- Supplied entries:
:::

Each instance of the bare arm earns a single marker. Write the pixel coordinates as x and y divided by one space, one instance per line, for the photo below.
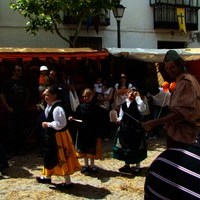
166 119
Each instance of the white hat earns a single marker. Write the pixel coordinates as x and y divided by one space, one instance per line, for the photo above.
43 68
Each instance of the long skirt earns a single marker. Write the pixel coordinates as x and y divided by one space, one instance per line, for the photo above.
97 155
68 160
130 145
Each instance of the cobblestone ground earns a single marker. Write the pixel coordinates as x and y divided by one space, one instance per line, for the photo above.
107 184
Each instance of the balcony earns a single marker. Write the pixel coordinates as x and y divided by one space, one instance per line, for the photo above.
165 17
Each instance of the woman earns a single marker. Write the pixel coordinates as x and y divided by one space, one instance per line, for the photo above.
121 89
88 142
130 143
59 153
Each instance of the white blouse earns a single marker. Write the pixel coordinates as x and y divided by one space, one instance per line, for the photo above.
140 104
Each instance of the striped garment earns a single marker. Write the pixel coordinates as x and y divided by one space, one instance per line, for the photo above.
174 174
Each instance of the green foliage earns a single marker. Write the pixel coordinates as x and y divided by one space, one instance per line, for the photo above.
47 14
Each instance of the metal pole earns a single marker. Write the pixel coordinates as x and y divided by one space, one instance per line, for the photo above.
118 34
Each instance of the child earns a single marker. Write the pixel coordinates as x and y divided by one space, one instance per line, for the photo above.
98 90
43 83
59 154
129 141
43 79
88 142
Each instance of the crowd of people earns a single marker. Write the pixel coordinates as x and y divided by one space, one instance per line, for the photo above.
73 128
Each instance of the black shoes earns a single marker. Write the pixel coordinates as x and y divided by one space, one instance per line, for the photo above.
43 180
85 170
62 186
130 170
136 171
125 169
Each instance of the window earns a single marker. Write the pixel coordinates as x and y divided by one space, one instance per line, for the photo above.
92 42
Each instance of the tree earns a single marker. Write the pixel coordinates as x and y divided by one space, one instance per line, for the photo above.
47 14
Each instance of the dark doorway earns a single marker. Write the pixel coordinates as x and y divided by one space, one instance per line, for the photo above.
171 45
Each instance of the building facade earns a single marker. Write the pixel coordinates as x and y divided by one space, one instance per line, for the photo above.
139 28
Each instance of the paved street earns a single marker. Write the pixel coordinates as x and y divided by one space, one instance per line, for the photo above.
107 184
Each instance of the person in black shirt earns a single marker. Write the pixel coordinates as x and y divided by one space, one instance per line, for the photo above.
14 98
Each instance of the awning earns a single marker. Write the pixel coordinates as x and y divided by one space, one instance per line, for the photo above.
56 53
154 55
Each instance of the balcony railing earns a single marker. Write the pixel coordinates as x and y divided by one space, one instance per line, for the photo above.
165 16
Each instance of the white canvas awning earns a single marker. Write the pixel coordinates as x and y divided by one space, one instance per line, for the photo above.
154 55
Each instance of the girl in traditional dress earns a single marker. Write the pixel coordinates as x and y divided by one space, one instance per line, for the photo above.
59 154
130 138
88 141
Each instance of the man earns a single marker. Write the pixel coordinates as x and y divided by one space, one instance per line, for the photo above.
14 98
184 106
175 173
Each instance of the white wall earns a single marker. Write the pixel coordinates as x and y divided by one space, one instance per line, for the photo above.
136 30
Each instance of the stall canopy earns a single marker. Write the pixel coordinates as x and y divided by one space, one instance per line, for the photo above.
154 55
56 53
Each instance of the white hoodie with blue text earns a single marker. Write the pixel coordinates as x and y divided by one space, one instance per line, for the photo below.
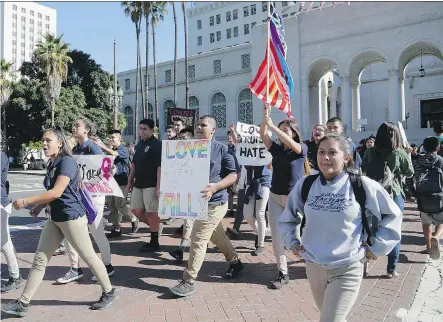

:::

- Directions for this task: Which lines in the entries contain the string "black", counting only exact case matches? Copy out each of those lines.

- Solution:
Each instance of the black shoes earns a single marker. Write the pixel coordinates as x and y divided by one space, one instance per line, for the photo above.
Each instance of the person in black shirt earns a single marker. Write the pixel coordinates as x and y divided by one space, one instance per line, for the photo above.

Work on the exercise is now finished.